___ LESETEXT
Die Sabotage der Erdgaspipelines Nord Stream 1 und 2 ist zurzeit in aller Munde. Zurecht, denn ein Angriff auf kritische Infrastruktur dieser Größenordnung ist ein Schock. Gerade aber weil darüber so viel geredet wird, möchte ich lieber ein Schlaglicht auf nicht mindergewaltige Verwerfungen im Industriellen Geschehen werfen, die nicht so ausführlich besprochen wurden und werden.

Es ist schon länger her, dass ich hier etwas geschrieben habe[1], aber im Zuge des Ukraine-Krieges werden in letzter Zeit wieder ein Paar Themen diskutiert, die meine Tätigkeit als PLT-Ingenieur tangieren. Eines, um das es hier gehen soll, ist der Rückzug großer Firmen für Automatisierungstechnik aus dem russischen Markt und die Konsequenzen, die sich daraus ergeben. Über den Rückzug von Siemens wurde in der deutschen Presse zwar berichtet, ins Gesamtgeschehen eingeordnet wurde aber nichts. An einer solchen Einordnung aus meiner Sicht versuche ich mich jetzt mal.

Die Automatisierungspyramide

Die Automatisierungspyramide ist eine graphische Darstellung der verschiedenen technischen und organisatorischen Ebenen, auf denen sich Automatisierungstechnik abspielt. Sie deckt alles ab, was ein Unternehmen im modernen Produktionsprozess können muss, um konkurrenzfähig und effizient zu sein. Ich halte mich für die Darstellung hier an die Begriffe und Definitionen der Norm EN 62264, die etwas anders aussieht als was man bei einer Google-Suche findet, meiner Meinung nach die Wirklichkeit aber besser abbildet (Nicht verwunderlich. Ist ja eine Norm).
______
___ EXTRAHIERTE DATEN
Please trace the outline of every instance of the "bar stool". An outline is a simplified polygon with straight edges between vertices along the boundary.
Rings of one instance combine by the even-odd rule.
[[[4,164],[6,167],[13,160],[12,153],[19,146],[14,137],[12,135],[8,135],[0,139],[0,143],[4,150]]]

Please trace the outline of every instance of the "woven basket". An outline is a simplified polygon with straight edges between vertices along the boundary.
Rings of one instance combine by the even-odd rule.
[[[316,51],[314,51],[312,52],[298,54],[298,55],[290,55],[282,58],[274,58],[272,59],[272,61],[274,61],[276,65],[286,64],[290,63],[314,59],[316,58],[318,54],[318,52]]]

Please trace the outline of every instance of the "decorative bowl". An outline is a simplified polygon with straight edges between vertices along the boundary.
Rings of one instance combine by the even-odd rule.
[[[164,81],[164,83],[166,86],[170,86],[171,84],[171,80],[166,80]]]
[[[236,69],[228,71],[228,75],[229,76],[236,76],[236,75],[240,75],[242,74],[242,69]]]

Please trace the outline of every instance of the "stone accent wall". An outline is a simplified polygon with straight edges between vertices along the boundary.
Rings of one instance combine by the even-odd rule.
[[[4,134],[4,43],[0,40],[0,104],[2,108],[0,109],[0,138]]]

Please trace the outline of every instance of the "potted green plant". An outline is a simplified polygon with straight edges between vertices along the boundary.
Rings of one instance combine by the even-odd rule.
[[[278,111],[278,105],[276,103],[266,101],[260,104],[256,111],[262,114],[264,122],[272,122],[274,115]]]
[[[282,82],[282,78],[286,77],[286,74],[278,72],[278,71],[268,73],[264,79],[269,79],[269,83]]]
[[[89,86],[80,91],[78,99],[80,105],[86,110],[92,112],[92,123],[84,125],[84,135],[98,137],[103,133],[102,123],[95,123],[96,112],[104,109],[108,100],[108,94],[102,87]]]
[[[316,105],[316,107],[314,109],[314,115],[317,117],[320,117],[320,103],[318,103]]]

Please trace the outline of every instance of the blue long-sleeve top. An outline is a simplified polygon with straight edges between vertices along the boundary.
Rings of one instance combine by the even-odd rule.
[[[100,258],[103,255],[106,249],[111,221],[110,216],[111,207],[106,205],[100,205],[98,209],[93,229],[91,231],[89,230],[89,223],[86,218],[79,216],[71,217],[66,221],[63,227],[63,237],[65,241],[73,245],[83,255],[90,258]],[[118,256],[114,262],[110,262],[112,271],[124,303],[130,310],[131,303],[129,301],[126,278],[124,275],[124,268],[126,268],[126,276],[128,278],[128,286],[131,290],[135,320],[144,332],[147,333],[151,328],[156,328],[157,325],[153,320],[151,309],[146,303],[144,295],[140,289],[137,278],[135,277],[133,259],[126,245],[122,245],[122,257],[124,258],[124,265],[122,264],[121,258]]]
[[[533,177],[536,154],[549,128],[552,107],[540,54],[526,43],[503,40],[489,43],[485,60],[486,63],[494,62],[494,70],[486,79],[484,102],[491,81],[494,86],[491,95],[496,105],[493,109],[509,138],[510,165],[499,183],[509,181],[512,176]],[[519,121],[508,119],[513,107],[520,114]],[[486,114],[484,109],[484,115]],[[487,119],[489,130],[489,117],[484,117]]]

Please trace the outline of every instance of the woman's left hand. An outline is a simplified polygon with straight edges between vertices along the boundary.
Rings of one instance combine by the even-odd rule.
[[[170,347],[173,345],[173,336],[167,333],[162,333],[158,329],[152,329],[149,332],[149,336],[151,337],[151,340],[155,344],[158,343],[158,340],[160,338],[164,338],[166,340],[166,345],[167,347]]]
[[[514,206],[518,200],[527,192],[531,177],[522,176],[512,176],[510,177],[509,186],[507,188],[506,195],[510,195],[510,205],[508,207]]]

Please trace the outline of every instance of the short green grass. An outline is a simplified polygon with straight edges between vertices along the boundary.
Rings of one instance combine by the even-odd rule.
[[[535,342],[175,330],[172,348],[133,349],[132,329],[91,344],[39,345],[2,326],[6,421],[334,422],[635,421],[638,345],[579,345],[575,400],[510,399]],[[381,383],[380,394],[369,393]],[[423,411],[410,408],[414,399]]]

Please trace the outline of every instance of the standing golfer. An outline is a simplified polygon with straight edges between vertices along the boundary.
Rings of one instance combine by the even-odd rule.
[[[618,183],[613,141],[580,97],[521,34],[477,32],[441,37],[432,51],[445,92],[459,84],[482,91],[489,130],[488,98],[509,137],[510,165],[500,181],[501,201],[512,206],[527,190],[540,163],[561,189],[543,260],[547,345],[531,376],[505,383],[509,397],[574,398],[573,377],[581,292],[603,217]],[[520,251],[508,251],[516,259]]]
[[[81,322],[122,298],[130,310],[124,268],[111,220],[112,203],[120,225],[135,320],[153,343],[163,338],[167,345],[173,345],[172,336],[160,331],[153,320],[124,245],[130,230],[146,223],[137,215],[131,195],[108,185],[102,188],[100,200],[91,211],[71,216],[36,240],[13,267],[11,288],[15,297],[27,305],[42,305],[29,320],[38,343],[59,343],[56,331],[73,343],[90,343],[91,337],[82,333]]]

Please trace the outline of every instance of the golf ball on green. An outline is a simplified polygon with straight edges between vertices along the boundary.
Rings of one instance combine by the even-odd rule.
______
__AUFGABE__.
Nach welcher Norm richtet sich die Darstellung der Automatisierungspyramide im Lesetext?

__ERGEBNIS__.
Nach der Norm EN 62264.